(Boundary labeling records)

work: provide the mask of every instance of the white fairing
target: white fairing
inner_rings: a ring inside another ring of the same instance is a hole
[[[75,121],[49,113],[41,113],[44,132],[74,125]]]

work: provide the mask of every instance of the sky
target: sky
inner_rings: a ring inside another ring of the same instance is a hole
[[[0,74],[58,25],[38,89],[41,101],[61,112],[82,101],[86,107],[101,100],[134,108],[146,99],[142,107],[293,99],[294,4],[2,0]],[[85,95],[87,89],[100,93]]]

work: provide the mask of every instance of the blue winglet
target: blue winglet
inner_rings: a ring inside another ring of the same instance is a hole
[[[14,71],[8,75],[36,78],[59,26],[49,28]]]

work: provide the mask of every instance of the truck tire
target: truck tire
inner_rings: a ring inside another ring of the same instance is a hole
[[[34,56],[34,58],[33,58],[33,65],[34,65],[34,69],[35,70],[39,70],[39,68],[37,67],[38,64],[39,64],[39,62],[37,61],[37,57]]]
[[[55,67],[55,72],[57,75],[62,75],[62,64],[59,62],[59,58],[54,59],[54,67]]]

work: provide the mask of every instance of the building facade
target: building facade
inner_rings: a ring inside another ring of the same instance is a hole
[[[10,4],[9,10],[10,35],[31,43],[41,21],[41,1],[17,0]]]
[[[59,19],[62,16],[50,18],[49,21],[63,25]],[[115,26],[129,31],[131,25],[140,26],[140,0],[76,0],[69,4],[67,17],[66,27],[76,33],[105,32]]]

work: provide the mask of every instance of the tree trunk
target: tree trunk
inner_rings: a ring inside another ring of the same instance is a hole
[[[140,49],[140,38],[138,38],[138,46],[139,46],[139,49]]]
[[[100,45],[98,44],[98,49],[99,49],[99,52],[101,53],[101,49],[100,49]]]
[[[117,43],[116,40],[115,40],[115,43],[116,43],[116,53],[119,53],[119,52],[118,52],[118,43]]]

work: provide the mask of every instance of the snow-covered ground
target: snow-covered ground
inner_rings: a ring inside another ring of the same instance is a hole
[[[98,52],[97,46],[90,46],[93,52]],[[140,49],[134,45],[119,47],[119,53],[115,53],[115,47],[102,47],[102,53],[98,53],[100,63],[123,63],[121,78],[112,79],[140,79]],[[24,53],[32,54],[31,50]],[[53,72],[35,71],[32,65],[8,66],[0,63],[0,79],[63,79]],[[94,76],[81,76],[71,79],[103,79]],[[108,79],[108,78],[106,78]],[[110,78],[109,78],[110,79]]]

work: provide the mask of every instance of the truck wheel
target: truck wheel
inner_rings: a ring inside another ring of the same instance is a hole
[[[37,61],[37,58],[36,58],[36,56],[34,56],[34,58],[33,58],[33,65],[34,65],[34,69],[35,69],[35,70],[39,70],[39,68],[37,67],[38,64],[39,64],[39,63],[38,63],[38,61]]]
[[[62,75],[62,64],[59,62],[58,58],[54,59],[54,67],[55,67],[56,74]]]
---
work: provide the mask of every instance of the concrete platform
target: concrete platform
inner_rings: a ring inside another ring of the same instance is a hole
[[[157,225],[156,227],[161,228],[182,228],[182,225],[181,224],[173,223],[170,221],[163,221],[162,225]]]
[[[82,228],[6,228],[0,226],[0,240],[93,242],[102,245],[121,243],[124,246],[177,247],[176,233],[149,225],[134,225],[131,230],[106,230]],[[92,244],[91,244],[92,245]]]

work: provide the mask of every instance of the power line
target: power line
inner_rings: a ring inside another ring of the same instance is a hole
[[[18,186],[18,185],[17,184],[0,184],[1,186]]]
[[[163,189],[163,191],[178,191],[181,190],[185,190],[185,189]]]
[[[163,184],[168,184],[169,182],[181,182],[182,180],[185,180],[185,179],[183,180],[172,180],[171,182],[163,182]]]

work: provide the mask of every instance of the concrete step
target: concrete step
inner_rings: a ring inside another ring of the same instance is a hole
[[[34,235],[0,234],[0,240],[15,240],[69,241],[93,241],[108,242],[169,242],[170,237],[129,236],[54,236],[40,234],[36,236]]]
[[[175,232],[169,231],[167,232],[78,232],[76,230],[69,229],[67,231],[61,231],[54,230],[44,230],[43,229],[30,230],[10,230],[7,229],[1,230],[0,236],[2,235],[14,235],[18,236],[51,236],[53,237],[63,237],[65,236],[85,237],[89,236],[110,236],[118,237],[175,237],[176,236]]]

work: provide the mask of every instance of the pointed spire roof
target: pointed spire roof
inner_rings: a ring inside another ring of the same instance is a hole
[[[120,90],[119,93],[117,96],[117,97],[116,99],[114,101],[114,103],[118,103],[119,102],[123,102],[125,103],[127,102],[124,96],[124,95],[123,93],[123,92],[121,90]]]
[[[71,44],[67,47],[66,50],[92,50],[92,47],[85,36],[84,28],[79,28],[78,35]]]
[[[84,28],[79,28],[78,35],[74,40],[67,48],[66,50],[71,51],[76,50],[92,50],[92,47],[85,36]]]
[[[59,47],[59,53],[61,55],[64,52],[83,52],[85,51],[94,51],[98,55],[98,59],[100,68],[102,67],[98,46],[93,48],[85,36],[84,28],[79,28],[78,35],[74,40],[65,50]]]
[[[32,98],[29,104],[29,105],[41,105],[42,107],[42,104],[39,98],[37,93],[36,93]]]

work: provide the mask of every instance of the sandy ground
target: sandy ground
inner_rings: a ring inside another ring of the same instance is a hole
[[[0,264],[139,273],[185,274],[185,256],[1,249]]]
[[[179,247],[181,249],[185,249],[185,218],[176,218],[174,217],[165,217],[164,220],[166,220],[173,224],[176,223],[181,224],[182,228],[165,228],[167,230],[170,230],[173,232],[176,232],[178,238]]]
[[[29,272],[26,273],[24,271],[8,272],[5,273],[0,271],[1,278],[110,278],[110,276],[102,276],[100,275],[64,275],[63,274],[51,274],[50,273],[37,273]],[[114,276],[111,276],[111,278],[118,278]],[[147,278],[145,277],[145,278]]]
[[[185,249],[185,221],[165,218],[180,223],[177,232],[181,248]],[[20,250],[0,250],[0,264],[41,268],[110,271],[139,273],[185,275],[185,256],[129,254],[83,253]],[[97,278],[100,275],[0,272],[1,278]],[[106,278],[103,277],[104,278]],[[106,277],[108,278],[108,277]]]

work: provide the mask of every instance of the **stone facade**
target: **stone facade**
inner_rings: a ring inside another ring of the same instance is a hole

- **INSTRUCTION**
Identify every line in the records above that contains the word "stone", and copy each one. Case counts.

- **EXPECTED ANSWER**
work: provide the mask of every instance of the **stone facade**
target: **stone facade**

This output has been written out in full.